» Consignes:
[1] Recopiez, dans l'entretien sur le tournage du film Le Code a changé, le passage qui va de « Pour quelle raison ? » jusqu'à « sur le plateau ? ».
[2] Reprenez l'entretien sur le tournage du film Le Code a changé et poursuivez-le à partir de sa dernière phrase.

── Extrait de page

Non, pas spécialement car entre temps j’avais aussi réalisé Décalage horaire centré sur un duo Juliette Binoche et Jean Reno. Il y a évidemment quelque chose de ludique à développer autant de personnages mais rien n’est plus difficile. Car il faut à la fois tenir le rythme de l’intrigue et faire que chaque personnage existe – sinon on peine à trouver des comédiens - mais sans faire trop long. L’exercice a été passionnant et, d’ailleurs sur Le Code a changé, la vraie difficulté s’est située ailleurs. Dans la gestion du travail sur le son, une fois sur le plateau, au fil de ce mois de tournage avec tous ces personnages autour d’une table. Et je ne remercierai jamais assez de son exigence Jean- Pierre Duret (Rosetta, La Bûche, L’Apollonide…) qui a pris soin que tout reste audible alors que je tenais à faire se chevaucher les conversations comme dans tout dîner. Il y est parvenu avec un jeu de micros. Après chaque prise, on enlevait les micro- cravates des comédiens dont les conversations avaient été au premier plan pour les donner aux autres afin qu’ils soient à leur tour audibles dans la suivante. Tout cela m’a permis de multiplier les options possibles pour le montage. Un boulot d’autant plus conséquent que, chaque jour, j’écrivais de nouveaux dialogues.

Pour quelle raison ?

Pour obtenir ce brouhaha constant en fond sonore dont je vous parlais. J’ai commencé par écrire des dialogues qu’on n’était donc pas censé entendre à l’écran. Mais, très vite,  je me suis dit que c’était bête de gâcher ceux qui me plaisaient le plus et de ne pas les mettre en « in ». Ce jeu s’est poursuivi tout au long du tournage.

Le respect du texte est essentiel pour vous, une fois sur le plateau ?

Je m’efforce d'imaginer des dialogues à la fois très écrits et très en bouche. Je suis évidemment prête à corriger les choses si les comédiens buttent sur tel ou tel mot. Mais cela arrive assez peu car l’une des bases de mon travail de scénariste est d’arriver à cette limpidité- là. Dans un film choral, tout doit être encore plus très écrit sous peine de voir chacun tenter de faire un numéro et mettre à mal l’harmonie de l’ensemble.

Est-ce que vous écrivez pour certains acteurs ?

────
── Données extraites

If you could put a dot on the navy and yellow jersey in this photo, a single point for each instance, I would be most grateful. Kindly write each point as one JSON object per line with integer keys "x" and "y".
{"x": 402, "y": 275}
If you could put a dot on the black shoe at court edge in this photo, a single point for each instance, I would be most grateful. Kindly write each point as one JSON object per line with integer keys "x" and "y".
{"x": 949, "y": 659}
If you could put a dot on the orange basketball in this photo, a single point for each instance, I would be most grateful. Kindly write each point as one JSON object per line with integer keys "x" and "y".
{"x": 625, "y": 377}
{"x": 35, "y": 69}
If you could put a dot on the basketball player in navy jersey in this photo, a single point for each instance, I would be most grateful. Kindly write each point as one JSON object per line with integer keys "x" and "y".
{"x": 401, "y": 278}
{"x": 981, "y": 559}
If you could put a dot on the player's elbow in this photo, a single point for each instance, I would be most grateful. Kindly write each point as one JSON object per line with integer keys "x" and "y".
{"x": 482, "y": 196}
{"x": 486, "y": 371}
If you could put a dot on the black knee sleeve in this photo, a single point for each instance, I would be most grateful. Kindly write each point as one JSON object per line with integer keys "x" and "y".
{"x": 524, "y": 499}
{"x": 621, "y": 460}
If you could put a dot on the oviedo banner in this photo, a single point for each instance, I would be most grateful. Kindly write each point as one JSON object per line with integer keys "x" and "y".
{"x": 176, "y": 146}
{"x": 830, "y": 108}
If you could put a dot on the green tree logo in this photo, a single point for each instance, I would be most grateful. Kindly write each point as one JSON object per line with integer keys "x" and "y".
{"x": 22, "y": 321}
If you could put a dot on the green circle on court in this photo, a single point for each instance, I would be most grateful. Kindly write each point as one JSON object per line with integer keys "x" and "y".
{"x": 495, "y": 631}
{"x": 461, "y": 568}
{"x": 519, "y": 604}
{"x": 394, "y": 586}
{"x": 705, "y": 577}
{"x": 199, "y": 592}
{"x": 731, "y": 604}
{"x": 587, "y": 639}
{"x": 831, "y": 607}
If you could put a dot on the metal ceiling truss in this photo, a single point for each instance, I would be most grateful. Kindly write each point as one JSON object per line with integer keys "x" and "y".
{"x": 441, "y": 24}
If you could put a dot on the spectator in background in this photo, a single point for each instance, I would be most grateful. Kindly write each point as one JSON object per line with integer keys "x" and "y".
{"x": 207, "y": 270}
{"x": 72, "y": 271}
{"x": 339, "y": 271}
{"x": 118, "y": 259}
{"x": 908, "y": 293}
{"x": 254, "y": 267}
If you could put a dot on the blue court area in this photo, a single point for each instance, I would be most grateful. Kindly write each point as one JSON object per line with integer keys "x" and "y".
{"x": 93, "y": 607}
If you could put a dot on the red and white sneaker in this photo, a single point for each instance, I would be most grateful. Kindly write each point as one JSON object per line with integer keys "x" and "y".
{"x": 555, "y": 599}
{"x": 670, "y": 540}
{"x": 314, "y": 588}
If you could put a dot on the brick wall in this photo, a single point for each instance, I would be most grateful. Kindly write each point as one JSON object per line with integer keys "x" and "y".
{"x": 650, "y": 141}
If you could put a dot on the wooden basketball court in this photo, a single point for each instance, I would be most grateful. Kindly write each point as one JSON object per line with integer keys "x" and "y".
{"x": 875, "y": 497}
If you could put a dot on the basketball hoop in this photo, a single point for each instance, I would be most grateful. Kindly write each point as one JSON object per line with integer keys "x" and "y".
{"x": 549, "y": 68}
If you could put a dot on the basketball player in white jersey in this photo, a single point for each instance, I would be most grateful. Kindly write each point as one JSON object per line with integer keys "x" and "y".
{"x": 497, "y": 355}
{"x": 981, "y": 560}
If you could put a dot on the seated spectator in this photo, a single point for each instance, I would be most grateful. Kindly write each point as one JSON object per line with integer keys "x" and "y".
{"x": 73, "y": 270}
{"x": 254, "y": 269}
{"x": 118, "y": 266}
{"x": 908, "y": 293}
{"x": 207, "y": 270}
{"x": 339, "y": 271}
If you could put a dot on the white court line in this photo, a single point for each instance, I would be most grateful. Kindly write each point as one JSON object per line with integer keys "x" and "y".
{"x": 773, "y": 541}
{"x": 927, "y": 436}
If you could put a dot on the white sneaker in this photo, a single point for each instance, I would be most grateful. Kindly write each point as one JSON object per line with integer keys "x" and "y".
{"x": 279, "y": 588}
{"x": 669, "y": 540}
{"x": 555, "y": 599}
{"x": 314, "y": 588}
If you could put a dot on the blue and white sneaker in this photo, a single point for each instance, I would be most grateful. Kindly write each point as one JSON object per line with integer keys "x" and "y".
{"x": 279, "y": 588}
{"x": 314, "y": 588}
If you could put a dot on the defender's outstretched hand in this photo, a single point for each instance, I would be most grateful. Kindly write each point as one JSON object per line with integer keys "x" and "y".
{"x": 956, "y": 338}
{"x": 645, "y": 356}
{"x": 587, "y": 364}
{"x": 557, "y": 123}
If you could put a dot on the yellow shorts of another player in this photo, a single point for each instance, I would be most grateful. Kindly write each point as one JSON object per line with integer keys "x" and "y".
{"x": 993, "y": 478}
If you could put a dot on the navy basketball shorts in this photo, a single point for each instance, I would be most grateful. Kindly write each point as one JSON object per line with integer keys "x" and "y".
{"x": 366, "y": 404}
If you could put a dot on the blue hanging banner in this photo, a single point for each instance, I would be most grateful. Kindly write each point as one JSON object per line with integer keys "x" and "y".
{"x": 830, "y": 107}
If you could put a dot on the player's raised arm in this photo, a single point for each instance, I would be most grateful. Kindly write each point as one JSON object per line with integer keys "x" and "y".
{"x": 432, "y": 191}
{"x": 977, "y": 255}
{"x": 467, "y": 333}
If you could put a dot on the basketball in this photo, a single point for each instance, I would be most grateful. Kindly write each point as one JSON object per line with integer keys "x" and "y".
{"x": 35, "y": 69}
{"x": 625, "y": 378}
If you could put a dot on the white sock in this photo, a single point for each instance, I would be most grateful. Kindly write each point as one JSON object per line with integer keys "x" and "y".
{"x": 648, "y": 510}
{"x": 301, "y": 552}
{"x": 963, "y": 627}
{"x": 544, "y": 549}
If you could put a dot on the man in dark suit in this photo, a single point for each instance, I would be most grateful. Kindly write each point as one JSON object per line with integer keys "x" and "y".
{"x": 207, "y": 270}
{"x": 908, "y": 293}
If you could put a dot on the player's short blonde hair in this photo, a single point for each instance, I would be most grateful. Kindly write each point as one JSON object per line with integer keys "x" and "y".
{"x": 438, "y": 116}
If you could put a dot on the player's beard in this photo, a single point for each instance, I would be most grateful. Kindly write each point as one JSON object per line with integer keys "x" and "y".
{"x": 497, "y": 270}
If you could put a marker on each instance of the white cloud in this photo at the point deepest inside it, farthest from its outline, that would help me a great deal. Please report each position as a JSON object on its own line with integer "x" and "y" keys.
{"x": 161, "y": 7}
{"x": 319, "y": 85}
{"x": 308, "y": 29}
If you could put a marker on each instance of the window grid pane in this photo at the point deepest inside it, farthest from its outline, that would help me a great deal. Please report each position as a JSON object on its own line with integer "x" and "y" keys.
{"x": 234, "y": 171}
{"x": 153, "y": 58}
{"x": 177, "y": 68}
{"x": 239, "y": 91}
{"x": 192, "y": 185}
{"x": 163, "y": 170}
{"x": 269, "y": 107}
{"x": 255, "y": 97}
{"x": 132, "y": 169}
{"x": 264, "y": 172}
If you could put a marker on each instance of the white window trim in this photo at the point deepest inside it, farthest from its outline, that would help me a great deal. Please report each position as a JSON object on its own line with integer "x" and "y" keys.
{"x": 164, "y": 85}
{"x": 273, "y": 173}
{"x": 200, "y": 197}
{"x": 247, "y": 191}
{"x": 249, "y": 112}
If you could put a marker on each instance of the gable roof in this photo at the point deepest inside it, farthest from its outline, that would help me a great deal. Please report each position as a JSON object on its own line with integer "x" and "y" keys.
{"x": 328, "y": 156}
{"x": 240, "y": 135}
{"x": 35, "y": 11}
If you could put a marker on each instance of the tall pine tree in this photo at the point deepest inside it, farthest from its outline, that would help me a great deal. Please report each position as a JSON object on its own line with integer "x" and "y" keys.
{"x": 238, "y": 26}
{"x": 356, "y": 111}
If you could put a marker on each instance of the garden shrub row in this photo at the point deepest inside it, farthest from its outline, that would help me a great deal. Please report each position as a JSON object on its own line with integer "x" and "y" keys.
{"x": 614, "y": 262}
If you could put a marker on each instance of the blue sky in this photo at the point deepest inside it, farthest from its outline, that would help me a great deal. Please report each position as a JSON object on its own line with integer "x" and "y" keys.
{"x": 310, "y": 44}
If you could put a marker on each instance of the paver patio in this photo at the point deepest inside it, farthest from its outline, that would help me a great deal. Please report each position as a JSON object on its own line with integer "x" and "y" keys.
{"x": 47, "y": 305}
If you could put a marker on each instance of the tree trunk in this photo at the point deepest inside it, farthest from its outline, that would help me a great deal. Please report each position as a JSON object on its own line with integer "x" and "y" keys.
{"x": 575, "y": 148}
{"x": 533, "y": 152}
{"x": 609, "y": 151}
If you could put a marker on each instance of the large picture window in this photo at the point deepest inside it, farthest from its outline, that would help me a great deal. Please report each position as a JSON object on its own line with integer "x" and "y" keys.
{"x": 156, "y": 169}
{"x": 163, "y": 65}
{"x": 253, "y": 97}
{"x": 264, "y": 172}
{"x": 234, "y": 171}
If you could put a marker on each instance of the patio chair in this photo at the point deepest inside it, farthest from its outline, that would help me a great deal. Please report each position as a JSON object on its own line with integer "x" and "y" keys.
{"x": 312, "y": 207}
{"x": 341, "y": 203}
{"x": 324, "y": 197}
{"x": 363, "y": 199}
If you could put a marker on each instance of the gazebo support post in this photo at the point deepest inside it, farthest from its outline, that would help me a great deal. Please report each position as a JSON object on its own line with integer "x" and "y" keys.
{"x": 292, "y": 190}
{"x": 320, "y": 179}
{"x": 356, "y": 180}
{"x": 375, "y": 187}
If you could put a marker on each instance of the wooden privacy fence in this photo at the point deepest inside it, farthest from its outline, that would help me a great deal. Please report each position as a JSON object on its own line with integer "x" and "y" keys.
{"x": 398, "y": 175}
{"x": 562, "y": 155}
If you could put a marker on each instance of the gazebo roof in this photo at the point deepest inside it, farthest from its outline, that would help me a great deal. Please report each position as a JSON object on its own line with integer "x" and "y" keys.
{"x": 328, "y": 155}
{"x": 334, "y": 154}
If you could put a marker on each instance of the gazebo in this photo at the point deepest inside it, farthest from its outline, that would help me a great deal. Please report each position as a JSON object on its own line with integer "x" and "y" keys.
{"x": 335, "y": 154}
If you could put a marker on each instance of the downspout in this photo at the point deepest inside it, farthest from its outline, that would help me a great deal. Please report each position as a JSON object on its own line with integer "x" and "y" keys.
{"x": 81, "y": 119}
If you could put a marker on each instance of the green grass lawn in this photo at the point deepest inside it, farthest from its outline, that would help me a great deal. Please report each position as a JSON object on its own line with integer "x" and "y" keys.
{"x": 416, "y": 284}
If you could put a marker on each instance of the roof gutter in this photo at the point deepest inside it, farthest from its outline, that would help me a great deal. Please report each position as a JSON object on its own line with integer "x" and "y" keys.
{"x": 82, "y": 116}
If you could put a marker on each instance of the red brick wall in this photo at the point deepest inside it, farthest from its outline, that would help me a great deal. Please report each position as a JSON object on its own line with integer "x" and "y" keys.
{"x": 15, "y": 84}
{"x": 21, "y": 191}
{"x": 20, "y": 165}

────

» Réponses:
[1]
Pour quelle raison ?

Pour obtenir ce brouhaha constant en fond sonore dont je vous parlais. J’ai commencé par écrire des dialogues qu’on n’était donc pas censé entendre à l’écran. Mais, très vite,  je me suis dit que c’était bête de gâcher ceux qui me plaisaient le plus et de ne pas les mettre en « in ». Ce jeu s’est poursuivi tout au long du tournage.

Le respect du texte est essentiel pour vous, une fois sur le plateau ?

[2]
Pas sur Le Code a changé. J’avais simplement proposé un rôle à Valérie Lemercier que j’avais dirigée dans Fauteuils d’orchestre mais elle n’en a pas eu envie à ce moment- là. Le puzzle s’est en fait constitué au fur et à mesure, de manière assez naturelle. Je tenais à tout prix à mêler différentes familles de cinéma, de Patrick Bruel à Marina Foïs en passant par Dany Boon, Emmanuelle Béart, Laurent Stocker, Karin Viard, Bianca Li, Pierre Arditi, Marina Hands, Christopher (Thompson), Emmanuelle Seigner ou Patrick Chesnais… Je dois d’ailleurs bien involontairement à ce dernier mon seul grand stress de cette aventure. Lors de la scène où Pierre Arditi et lui dansent le rock, j’étais derrière le combo quand je l’ai vu soudain disparaître du cadre. Il venait de se foutre en l’air le genou ! Avec trois semaines de plâtre à la clé, la mise en sinistre du film et l’arrêt du tournage d’un mois que cela implique - film choral oblige - le temps qu’il se remette. Mais la scène en valait la chandelle, non ?

Quel regard portez- vous sur le film avec le recul ?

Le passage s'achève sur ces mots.